──────── Dataset extract
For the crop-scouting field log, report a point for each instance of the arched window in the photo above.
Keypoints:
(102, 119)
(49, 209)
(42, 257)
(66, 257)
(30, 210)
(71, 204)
────────────────
What to do: All of the data must be written out again, exactly as it stands.

Task answer:
For the crop-scouting field log, report a point for each instance of the arched window in the photo above.
Keypoints:
(102, 119)
(49, 209)
(42, 257)
(66, 257)
(30, 210)
(71, 204)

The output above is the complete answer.